◆ Page extract ◆
━━━━━━━━━━━━━━━━
American activist (1831–1911)

Sarah J. Tompkins Garnet (née Smith; July 31, 1831 – September 17, 1911) was an American educator and suffragist from New York City who was a pioneer and influential African-American female school principal in the New York City public school system.

==Family and early life==
Sarah J. Smith, daughter of Sylvanus and Anne (Springsteel) Smith, was born on July 31, 1831, in Brooklyn, New York. She was the oldest of 11 children; her parents were farmers and owned land in Queens County, then part of Long Island. Her sister Susan McKinney Steward was the first African-American woman in New York State to earn a medical degree, and the third in the United States.

She married Samuel Tompkins, who died in approximately 1852. A daughter from that marriage, Serena Jane Tompkins, was an accomplished pianist and organist when she died at forty-seven years old in 1898.

==Pioneer educator==
When Tompkins began teaching in New York City, the public schools were racially segregated.
She began teaching at the African Free School of Williamsburg in 1854, when Brooklyn was a sizeable city still decades from being consolidated in 1898 with New York City (then confined to Manhattan and the Bronx). In February 1863 the untimely death of Charlotte S. Smith, the beloved African American principal of Manhattan's Colored School No. 7 on West 17th Street, created a vacancy. Tompkins was appointed that spring as principal of the school, which around 1866 the Board of Education renamed Colored School No. 4. She taught many prominent students, including musician Walter F. Craig.

Garnet retired from active school service in 1900 having served as teacher and principal for 37 years.

==Suffrage==
Garnet was the founder of the Brooklyn suffrage organization the Equal Suffrage League in the late 1880s. She was also the superintendent of suffrage for the National Association of Colored Women.
━━━━━━━━━━━━━━━━
◆ Data extracts ◆
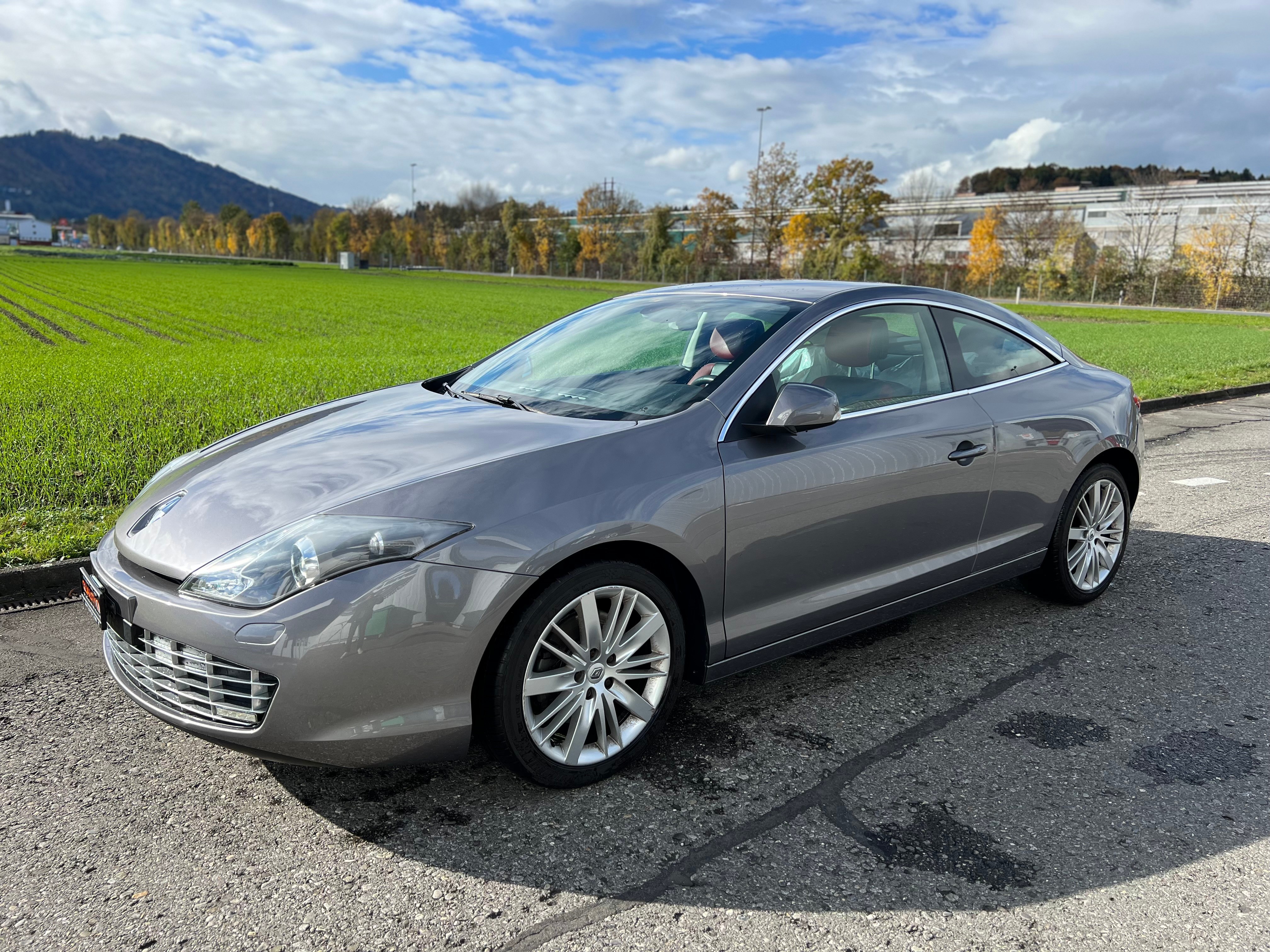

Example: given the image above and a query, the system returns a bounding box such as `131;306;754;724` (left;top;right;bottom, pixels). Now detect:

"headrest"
824;315;890;367
956;321;1001;354
710;317;763;360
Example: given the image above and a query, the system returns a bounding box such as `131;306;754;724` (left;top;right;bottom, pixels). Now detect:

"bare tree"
1120;169;1177;275
886;169;952;269
746;142;804;274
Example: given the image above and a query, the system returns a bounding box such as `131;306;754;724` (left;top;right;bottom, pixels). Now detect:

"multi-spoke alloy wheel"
1024;463;1132;605
488;561;687;787
521;585;671;767
1067;480;1124;592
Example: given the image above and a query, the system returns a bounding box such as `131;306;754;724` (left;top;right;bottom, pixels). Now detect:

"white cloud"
645;146;719;171
0;0;1270;211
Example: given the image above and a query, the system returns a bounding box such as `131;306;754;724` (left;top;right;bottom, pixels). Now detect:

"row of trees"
965;189;1270;307
79;144;889;280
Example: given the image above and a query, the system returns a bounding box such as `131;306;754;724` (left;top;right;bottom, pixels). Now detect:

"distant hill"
0;132;321;221
958;162;1265;196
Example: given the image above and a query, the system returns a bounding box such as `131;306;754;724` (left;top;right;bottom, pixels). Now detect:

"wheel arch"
471;540;710;736
1081;447;1142;508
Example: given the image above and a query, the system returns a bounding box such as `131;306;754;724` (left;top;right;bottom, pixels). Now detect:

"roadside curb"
1142;383;1270;414
0;556;89;610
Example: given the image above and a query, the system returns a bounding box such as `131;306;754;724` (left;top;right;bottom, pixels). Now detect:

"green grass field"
0;251;1270;565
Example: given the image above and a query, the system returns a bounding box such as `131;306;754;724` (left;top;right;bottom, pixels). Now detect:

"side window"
772;305;952;412
935;309;1054;390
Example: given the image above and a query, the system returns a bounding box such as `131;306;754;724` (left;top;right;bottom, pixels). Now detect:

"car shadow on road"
269;528;1270;911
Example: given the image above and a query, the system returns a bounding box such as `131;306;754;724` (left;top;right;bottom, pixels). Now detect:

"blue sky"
0;0;1270;206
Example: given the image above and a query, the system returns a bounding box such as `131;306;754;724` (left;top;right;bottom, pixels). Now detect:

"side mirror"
746;383;842;435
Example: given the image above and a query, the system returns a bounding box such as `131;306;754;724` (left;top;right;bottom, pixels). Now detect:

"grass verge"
0;252;1270;565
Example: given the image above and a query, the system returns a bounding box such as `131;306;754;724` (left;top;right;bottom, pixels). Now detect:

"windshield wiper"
457;386;542;414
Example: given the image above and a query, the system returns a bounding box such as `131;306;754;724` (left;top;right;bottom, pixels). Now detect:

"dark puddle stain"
639;700;752;790
792;616;913;659
772;723;833;750
996;711;1111;750
1129;730;1261;785
878;803;1036;890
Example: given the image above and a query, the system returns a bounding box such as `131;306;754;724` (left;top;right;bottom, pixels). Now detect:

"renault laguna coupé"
84;282;1142;786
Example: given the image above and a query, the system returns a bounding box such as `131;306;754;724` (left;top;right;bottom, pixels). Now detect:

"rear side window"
773;305;952;412
935;307;1055;390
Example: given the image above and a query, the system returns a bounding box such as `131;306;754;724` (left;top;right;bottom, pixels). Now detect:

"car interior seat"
688;317;764;383
811;315;913;406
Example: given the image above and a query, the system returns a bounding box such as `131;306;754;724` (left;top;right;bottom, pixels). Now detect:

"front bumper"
93;533;535;767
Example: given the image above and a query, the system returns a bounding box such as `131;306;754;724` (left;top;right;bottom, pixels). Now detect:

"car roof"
622;278;895;305
626;278;1066;354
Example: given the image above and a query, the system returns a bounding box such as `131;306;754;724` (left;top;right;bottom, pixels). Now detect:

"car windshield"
449;293;806;420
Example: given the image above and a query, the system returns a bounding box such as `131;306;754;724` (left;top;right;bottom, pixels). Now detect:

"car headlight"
180;515;471;608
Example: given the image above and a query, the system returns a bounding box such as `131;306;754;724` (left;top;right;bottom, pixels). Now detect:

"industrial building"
874;179;1270;263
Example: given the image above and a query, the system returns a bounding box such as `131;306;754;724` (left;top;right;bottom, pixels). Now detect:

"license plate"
80;569;106;628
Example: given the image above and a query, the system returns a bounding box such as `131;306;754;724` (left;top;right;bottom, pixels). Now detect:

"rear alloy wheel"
1024;465;1129;604
494;562;683;787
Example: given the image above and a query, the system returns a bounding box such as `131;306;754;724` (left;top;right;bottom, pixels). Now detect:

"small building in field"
0;208;53;245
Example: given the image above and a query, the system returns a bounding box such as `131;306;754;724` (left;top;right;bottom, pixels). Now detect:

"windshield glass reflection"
451;293;806;420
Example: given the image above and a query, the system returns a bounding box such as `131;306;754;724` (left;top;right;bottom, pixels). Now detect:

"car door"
━━━━━━━━━━━━━━━━
◆ Directions ◆
**A.** According to the article on Sarah J. Tompkins Garnet, what organization did she found in Brooklyn in the late 1880s?
**B.** Extend the article on Sarah J. Tompkins Garnet, picking up right after its final sentence.
The listing is not needed for what comes next.

◆ Answers by item ◆
**A.** The Equal Suffrage League.

**B.**
==Later life and death==
On December 28, 1875, Sarah Tompkins (appearing in some records as Thompkins) wed noted abolitionist Henry Highland Garnet, and thereafter was usually identified as Sarah Garnet. Their Brooklyn marriage ceremony was performed by Amos Noë Freeman, a minister associated with the legendary escape from slavery in 1855 of Anna Maria Weems on the Underground Railroad.

In 1881 President James A. Garfield appointed Henry Garnet as ambassador in Liberia, although Sarah Garnet did not accompany him on the trip. Henry Garnet became ill soon after arriving abroad, and he died on February 13, 1882, in Monrovia.

Sarah Garnet owned a seamstress shop in Brooklyn from 1883 to 1911.

In 1911 Garnet traveled with her sister Susan McKinney Steward to London, England, for the inaugural Universal Races Congress, where Steward presented the paper "Colored American Women". The conference was also attended by W. E. B. Du Bois. Soon after they returned from Europe, Garnet died at home on September 17, 1911. She is buried in Green-Wood Cemetery in Brooklyn.

==Legacy==
Two public schools in New York City are named for Garnet: PS 9 Brooklyn was renamed Sarah Smith Garnet Public School 9 in 2019 and PS 11 in Manhattan was renamed the Sarah J. Garnet School in 2022.
PS 9 Brooklyn was formerly named for Teunis G. Bergen; following a movement to remove the slaveholding Bergen Family name from a school whose students are 40% African-American, on March 28, 2022, the school unveiled a sign with the new name.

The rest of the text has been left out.